[Natural language region descriptions]
────

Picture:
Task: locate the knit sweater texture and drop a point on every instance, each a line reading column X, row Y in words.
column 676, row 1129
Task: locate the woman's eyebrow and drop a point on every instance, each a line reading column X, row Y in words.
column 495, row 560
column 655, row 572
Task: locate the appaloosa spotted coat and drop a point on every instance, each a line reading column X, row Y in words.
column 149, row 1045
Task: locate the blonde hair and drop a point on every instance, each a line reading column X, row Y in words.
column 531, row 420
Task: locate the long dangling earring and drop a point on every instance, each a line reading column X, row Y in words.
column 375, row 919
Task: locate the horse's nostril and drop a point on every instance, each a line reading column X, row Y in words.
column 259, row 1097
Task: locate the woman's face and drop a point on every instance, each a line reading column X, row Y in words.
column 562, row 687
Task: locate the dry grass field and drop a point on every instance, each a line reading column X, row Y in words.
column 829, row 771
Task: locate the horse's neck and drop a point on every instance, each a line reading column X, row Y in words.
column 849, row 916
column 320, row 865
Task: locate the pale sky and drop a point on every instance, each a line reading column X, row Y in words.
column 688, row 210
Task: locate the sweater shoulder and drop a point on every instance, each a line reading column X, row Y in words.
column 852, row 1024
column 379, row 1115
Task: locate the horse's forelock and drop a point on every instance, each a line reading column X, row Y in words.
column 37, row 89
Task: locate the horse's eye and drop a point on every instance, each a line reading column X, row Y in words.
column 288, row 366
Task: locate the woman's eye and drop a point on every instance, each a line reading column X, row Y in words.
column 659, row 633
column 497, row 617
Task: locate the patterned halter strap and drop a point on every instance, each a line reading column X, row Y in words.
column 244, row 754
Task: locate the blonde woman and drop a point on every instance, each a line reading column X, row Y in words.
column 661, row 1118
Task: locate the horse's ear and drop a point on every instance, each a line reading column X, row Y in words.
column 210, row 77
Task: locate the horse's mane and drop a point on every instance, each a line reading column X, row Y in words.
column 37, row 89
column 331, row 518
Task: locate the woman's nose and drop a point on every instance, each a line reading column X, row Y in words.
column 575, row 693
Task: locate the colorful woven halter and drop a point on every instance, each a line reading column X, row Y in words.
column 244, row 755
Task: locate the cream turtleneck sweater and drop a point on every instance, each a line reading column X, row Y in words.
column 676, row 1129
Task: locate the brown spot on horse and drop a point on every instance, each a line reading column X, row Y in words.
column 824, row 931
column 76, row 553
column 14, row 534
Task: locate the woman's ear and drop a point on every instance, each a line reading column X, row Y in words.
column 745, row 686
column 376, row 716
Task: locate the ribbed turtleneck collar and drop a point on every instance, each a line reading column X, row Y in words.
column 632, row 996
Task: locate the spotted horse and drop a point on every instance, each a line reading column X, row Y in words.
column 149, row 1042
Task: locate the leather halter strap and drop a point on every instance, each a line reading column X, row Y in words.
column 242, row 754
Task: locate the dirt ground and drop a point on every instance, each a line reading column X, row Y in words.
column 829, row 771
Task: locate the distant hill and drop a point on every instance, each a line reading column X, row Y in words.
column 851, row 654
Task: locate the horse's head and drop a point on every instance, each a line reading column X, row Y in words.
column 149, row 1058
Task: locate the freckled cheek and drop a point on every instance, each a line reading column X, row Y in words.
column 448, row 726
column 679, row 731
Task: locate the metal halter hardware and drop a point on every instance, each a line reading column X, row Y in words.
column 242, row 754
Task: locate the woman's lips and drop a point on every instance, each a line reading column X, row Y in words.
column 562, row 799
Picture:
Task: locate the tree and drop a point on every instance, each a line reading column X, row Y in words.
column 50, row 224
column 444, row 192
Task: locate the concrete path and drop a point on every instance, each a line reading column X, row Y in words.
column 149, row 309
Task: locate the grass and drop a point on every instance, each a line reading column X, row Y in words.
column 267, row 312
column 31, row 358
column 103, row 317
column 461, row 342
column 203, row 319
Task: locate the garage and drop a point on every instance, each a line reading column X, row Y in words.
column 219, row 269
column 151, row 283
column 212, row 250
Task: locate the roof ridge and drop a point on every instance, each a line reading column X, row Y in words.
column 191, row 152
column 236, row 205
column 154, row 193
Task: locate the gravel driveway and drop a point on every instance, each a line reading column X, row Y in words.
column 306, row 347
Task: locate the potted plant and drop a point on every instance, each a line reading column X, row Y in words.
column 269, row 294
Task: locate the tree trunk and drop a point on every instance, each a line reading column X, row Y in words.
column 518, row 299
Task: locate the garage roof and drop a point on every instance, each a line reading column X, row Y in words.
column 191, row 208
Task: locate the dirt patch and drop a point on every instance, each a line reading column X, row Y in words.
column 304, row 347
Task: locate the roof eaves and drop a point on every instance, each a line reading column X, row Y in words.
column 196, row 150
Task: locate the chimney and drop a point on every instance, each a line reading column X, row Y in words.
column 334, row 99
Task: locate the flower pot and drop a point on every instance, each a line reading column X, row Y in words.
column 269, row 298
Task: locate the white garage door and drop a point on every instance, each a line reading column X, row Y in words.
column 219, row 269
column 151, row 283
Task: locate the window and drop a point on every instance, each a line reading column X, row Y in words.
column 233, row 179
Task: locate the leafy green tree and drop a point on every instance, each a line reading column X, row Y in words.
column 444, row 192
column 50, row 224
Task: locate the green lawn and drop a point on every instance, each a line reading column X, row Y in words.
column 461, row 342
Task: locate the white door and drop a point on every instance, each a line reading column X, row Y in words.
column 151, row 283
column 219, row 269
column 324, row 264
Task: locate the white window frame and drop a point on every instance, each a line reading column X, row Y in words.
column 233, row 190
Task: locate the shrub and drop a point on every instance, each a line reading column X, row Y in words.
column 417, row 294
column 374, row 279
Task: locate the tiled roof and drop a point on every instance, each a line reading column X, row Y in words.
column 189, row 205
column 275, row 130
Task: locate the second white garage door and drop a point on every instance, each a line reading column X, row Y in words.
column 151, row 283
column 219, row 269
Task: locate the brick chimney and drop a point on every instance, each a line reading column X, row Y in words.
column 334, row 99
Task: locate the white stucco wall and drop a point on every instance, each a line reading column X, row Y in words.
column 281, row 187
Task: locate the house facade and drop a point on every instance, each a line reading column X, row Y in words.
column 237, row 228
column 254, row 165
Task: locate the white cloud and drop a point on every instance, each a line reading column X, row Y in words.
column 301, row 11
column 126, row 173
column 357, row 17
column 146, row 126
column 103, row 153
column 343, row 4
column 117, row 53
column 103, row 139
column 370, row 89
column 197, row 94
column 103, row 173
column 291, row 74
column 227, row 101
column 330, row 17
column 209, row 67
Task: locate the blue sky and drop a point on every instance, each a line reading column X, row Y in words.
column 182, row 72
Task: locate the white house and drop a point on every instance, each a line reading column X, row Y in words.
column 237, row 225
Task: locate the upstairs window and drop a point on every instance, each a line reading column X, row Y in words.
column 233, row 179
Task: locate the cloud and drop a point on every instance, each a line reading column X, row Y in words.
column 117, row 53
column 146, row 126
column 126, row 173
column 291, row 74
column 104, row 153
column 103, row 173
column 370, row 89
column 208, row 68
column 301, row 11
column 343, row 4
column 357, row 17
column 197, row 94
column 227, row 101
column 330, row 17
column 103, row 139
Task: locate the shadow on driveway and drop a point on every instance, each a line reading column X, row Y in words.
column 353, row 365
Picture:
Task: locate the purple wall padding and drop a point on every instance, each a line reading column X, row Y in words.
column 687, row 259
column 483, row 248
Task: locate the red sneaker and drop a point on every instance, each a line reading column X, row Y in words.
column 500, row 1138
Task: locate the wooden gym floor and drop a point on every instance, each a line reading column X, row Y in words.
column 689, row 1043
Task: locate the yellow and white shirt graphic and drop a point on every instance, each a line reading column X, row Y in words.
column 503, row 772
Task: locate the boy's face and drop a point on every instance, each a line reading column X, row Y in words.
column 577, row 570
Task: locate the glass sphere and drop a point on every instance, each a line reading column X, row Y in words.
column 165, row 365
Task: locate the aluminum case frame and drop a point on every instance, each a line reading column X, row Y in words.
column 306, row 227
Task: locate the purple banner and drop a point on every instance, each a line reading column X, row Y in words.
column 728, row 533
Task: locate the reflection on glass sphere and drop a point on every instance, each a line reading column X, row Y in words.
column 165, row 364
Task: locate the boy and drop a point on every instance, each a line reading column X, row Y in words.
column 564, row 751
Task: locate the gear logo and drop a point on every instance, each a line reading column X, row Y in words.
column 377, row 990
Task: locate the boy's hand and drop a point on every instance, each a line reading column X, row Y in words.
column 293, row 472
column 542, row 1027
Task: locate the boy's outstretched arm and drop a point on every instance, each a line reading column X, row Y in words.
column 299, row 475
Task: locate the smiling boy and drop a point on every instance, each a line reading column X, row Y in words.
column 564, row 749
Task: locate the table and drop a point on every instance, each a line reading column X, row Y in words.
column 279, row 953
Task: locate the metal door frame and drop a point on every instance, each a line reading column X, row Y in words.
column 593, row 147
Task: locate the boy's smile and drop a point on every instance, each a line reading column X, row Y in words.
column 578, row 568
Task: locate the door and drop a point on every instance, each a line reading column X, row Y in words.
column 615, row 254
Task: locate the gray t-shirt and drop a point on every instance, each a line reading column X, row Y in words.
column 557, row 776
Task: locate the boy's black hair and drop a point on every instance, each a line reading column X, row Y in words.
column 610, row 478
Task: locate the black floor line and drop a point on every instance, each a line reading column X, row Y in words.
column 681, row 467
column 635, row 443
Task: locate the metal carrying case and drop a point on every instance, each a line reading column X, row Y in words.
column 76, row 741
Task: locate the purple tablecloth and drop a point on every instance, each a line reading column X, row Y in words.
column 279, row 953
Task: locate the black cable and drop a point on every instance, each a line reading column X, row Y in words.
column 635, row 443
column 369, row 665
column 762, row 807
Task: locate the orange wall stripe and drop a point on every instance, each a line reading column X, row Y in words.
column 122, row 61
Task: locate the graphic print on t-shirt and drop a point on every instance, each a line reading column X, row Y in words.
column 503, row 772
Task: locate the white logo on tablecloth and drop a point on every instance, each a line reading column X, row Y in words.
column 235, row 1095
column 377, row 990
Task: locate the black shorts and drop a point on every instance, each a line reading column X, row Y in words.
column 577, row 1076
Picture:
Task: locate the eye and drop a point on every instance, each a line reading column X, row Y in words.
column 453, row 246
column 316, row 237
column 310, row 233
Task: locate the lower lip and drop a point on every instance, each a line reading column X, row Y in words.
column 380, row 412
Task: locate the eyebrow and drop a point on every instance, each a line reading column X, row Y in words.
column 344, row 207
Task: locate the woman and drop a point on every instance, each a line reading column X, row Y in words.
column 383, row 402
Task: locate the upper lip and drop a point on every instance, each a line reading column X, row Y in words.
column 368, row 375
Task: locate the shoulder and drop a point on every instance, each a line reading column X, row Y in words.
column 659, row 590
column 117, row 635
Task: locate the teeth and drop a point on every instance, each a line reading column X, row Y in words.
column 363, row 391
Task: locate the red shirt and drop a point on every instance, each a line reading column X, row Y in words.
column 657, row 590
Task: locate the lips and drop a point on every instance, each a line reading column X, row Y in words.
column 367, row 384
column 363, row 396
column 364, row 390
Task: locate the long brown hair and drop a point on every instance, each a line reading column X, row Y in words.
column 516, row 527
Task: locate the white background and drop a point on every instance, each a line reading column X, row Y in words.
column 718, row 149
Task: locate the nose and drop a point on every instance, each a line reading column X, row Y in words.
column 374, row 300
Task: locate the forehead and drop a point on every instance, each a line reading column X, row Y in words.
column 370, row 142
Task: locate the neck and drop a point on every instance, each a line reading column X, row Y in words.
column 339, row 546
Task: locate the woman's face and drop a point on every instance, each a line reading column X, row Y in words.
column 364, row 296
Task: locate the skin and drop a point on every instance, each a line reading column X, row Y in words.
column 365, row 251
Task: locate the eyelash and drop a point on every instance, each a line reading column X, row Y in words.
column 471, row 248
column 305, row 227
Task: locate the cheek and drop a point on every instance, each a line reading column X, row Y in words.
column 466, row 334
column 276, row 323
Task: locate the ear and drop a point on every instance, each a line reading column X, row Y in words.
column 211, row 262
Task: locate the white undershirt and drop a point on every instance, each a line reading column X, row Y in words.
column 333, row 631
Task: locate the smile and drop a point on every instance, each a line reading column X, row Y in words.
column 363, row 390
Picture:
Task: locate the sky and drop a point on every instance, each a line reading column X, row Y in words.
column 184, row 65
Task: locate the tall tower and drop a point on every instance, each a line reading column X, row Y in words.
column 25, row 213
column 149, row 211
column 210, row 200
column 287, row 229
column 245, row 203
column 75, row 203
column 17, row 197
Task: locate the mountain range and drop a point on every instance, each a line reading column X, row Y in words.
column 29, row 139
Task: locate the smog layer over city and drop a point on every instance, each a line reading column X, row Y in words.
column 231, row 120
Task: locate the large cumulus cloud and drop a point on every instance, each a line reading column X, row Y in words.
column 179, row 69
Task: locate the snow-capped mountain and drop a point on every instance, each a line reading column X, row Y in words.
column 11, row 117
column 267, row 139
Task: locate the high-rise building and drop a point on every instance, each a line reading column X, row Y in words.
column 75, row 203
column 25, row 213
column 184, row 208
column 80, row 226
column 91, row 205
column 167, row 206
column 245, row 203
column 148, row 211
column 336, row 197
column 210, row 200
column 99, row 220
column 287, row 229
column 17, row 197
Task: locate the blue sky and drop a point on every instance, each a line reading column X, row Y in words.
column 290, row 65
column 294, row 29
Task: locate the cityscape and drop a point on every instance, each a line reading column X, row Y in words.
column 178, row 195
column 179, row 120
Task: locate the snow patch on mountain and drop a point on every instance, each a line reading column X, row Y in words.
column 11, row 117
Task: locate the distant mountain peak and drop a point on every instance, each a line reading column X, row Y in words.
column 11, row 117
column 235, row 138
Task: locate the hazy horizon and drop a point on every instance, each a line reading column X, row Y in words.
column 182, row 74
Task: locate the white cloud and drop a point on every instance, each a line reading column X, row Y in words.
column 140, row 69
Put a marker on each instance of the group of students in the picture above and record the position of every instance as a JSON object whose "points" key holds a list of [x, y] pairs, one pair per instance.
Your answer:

────

● Task prompt
Each line from the one containing "Task: locate the hazy" to the final line above should be written out exactly; please omit the others.

● Exercise response
Task: locate the hazy horizon and drop a point on every instance, each a line reading column X, row Y in words.
column 182, row 74
Task: locate the white cloud and drop a point on every instance, each a line reading column X, row Y in words.
column 140, row 69
Put a marker on each instance of the group of students in the picture above and record the position of every instance as a JSON object whose "points" key holds a list of [x, y] pairs, one pair per instance.
Your answer:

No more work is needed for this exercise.